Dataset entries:
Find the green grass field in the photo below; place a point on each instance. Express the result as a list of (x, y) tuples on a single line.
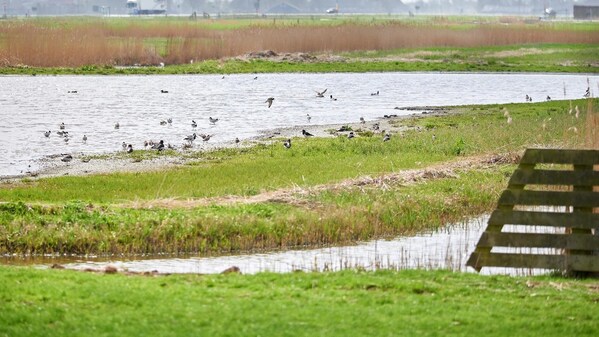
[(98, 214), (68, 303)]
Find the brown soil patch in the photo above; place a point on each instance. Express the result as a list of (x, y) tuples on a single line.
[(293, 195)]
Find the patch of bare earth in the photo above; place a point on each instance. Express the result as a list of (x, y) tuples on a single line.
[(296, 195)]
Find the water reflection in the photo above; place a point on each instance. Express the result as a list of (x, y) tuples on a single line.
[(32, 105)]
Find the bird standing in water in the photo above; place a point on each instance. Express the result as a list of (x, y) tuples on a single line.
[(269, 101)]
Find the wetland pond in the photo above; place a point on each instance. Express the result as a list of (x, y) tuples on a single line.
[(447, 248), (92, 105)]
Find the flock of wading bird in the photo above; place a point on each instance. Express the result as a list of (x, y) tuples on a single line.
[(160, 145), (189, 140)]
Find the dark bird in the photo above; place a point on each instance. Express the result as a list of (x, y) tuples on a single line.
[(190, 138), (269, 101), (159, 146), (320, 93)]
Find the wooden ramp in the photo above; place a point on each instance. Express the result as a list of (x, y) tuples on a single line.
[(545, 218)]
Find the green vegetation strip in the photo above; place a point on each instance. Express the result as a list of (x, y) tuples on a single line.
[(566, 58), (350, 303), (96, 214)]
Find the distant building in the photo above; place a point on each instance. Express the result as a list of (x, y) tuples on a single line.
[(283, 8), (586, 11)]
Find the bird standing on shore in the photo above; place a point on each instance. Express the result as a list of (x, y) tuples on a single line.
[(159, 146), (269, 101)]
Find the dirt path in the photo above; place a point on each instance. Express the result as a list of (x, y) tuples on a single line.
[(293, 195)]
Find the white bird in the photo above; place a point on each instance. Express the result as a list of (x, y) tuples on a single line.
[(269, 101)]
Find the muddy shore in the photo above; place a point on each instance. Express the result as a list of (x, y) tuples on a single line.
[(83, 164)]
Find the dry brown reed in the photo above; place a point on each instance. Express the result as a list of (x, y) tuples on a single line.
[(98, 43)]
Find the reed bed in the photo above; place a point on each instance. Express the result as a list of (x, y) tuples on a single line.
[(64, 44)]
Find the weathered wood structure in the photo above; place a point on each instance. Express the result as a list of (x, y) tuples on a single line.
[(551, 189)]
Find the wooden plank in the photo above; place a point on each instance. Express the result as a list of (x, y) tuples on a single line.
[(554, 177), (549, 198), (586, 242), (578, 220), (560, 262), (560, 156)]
---
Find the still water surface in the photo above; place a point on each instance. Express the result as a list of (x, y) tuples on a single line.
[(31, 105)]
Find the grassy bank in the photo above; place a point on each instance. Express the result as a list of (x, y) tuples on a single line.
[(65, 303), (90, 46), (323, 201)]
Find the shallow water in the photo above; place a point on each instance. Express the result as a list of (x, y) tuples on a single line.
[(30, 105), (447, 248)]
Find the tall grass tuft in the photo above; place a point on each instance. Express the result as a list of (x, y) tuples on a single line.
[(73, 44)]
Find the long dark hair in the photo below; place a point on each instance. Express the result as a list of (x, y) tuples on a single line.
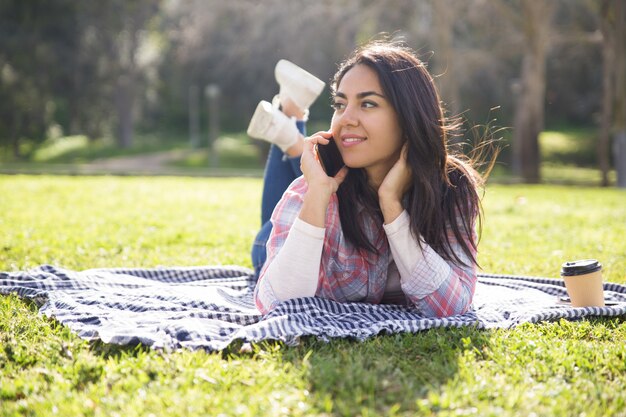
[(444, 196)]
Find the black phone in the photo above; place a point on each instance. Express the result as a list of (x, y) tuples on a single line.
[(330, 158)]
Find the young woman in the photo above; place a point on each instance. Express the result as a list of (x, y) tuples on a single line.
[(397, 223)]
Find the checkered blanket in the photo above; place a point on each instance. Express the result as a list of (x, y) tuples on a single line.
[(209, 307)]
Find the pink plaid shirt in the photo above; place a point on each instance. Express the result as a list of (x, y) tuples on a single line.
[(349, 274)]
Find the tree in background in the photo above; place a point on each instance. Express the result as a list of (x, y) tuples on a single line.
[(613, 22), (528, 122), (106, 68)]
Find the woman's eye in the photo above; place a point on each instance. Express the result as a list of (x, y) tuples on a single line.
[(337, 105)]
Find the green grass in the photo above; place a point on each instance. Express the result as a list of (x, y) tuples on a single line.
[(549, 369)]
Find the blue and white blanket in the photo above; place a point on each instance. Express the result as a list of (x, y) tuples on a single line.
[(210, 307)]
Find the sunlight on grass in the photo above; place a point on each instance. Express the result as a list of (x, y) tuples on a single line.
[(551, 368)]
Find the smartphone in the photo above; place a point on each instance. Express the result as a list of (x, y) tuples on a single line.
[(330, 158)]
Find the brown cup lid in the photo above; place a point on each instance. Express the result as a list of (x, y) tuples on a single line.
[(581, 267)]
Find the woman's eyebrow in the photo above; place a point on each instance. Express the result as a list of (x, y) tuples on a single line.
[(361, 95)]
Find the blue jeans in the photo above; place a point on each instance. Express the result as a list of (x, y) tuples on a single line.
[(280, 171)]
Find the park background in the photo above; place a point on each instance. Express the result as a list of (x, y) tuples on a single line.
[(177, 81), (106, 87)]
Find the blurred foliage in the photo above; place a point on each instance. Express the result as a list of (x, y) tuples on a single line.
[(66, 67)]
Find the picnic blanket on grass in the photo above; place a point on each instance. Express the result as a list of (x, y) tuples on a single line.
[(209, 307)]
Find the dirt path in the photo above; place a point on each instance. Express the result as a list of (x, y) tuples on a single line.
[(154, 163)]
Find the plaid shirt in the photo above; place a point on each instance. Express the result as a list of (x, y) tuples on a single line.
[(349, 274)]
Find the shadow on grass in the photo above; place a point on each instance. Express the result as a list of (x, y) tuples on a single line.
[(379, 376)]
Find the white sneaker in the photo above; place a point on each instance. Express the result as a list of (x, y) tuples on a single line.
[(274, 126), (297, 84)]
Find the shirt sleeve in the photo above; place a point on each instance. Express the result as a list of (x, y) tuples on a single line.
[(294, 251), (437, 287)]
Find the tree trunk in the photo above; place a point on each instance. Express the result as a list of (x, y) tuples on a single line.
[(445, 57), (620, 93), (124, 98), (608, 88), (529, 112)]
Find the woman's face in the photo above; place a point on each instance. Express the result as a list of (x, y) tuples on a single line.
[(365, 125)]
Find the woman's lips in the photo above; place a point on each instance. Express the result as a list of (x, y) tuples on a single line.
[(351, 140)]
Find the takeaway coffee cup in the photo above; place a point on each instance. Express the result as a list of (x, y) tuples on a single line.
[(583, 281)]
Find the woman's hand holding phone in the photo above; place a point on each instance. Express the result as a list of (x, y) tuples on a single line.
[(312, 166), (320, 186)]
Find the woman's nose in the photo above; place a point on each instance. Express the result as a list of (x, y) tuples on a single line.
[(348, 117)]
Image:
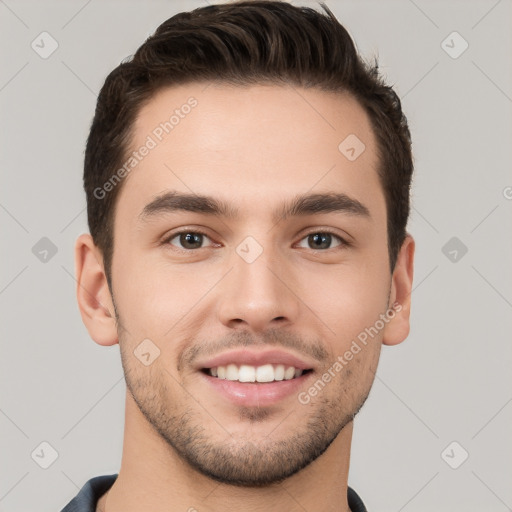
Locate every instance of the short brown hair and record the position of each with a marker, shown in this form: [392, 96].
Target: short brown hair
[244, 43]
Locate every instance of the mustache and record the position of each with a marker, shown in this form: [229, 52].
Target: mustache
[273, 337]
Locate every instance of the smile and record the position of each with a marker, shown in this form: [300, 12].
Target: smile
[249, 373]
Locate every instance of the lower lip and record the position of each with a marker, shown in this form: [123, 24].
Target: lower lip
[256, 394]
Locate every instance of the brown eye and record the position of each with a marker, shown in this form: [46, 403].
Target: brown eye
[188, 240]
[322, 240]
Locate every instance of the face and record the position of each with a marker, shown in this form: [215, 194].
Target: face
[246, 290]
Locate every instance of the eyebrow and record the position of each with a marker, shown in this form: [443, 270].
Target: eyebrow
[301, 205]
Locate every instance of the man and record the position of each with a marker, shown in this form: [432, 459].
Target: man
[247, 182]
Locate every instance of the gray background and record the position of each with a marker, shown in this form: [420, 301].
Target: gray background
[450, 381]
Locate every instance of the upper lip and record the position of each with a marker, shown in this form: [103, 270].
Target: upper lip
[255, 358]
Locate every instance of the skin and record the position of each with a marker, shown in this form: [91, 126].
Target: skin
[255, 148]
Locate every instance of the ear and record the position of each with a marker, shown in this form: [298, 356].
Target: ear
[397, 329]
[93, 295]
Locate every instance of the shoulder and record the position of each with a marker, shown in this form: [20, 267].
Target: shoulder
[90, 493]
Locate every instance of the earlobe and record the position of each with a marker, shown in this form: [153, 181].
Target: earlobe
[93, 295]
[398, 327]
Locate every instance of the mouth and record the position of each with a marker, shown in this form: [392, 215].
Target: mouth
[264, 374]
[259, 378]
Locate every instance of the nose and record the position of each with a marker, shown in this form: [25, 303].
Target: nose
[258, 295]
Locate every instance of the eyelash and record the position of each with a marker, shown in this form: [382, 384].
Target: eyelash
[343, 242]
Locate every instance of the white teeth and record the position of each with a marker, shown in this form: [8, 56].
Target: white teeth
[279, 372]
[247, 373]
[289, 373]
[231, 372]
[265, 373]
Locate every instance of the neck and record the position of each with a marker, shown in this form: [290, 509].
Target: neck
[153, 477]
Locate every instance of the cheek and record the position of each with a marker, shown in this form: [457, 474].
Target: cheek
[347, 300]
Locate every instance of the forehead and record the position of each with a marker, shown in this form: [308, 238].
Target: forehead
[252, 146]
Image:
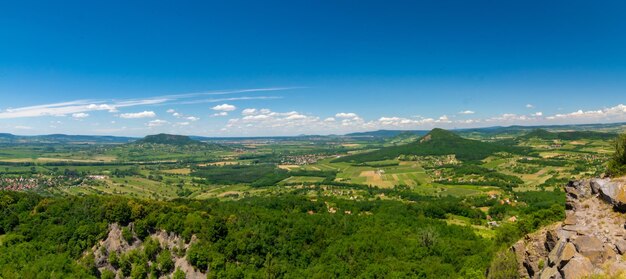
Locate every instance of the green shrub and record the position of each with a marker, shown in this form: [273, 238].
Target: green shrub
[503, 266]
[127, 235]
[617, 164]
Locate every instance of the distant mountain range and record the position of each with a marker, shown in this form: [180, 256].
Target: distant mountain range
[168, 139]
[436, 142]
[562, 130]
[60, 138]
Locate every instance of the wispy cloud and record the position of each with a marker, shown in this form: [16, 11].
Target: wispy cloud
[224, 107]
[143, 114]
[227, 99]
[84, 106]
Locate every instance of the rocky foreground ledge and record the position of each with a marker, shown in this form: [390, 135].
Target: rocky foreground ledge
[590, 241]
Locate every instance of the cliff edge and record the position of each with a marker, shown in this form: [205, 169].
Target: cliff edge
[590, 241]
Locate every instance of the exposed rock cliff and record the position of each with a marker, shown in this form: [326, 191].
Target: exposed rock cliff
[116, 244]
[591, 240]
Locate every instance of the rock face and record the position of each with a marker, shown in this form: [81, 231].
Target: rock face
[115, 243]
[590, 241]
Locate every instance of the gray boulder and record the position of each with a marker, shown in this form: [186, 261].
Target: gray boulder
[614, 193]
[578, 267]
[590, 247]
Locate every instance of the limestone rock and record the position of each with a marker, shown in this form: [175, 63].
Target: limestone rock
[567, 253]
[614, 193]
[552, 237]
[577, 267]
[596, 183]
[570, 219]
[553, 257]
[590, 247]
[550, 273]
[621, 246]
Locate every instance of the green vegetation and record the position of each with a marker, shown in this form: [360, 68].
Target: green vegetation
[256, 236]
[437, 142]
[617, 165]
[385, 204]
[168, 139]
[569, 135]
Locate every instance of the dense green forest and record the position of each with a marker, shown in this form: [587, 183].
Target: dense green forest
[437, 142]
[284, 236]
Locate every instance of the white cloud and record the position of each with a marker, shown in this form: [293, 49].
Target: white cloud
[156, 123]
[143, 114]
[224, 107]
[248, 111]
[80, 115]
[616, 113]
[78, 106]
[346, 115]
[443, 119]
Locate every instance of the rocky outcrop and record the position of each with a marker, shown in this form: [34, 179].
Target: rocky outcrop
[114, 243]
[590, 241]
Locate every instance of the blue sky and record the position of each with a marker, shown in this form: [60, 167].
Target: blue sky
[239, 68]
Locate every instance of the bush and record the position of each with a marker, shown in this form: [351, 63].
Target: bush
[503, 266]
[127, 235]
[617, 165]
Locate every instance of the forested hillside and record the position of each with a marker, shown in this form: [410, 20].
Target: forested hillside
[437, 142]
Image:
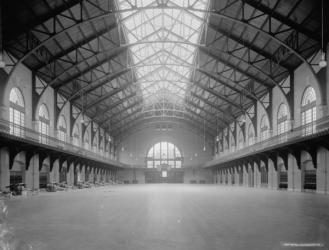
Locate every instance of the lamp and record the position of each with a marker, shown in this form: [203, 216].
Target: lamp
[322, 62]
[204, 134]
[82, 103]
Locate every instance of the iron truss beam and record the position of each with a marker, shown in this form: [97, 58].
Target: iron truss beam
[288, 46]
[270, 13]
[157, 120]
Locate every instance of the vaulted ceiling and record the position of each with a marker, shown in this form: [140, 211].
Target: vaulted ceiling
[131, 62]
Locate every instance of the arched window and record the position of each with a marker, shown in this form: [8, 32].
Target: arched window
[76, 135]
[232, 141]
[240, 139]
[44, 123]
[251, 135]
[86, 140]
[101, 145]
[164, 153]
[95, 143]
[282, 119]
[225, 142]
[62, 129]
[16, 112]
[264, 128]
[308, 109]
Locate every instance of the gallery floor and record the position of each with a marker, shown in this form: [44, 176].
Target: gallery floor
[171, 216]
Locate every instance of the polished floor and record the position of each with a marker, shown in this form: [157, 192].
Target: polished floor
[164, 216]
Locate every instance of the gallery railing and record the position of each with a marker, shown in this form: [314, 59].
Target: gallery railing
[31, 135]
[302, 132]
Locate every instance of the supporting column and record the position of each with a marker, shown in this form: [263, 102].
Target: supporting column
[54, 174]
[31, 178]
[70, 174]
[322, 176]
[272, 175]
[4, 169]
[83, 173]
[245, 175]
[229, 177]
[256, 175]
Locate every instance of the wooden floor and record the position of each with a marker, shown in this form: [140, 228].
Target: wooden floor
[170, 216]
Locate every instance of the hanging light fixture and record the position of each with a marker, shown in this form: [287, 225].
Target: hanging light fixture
--
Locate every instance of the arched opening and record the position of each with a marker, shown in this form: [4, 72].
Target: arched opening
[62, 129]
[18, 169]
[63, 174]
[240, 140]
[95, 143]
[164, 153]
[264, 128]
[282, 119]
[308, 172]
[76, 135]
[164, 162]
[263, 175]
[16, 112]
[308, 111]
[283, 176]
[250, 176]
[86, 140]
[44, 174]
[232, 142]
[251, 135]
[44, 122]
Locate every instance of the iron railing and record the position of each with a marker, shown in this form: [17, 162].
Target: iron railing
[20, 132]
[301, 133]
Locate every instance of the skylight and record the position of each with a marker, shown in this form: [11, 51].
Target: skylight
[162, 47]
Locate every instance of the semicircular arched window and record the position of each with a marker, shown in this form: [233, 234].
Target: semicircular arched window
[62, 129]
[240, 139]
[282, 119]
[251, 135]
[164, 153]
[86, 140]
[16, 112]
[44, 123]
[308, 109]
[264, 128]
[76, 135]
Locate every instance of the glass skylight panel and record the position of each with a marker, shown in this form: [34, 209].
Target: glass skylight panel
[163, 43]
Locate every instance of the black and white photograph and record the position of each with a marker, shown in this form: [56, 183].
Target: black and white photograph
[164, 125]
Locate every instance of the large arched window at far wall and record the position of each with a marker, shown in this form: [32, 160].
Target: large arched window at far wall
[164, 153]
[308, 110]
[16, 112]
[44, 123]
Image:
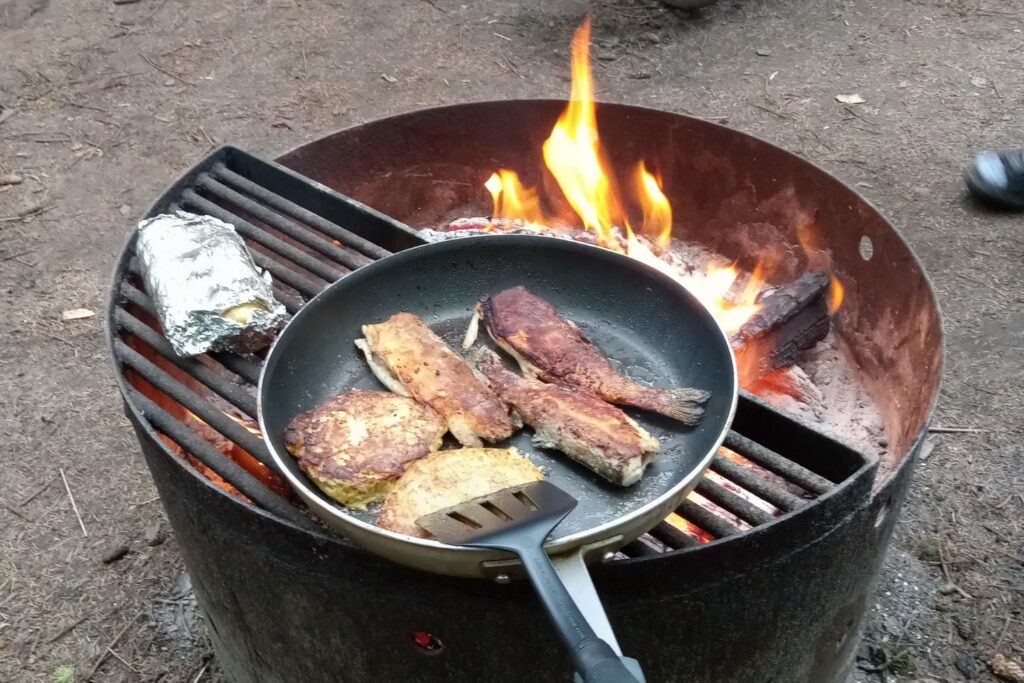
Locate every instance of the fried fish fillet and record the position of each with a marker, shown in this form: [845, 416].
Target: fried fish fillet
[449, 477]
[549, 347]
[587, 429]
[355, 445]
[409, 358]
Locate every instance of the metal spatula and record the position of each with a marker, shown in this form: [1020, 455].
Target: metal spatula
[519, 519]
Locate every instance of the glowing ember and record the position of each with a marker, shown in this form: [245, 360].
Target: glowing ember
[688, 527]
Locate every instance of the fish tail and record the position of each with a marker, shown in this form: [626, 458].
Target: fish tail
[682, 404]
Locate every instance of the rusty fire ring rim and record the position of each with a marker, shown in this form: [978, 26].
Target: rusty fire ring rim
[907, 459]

GIVEN PROBLEM: Convert the entries between the lines holding "Find the green grass field" and "[(296, 195)]", inclusive, into a two-column CSV with the headers entry_text and points. Write one row per entry, put each field in quotes, replace line breaks with spaces, and omit the pictures.

ANSWER TO THE PROBLEM:
entry_text,points
"Find the green grass field in the photo below; place a point on each instance. Express the result as a list of (x, y) tuples on a single line.","[(98, 214), (68, 303)]"
"Find the brown soil patch in the photo above; place a point on each instance. Express the result as a list of (x, y) tuples on a single line.","[(293, 195)]"
"Find the patch of bare earth in the photo above; place a point on each instance. Express the result as a list of (x, y) tuples on a single line.","[(296, 195)]"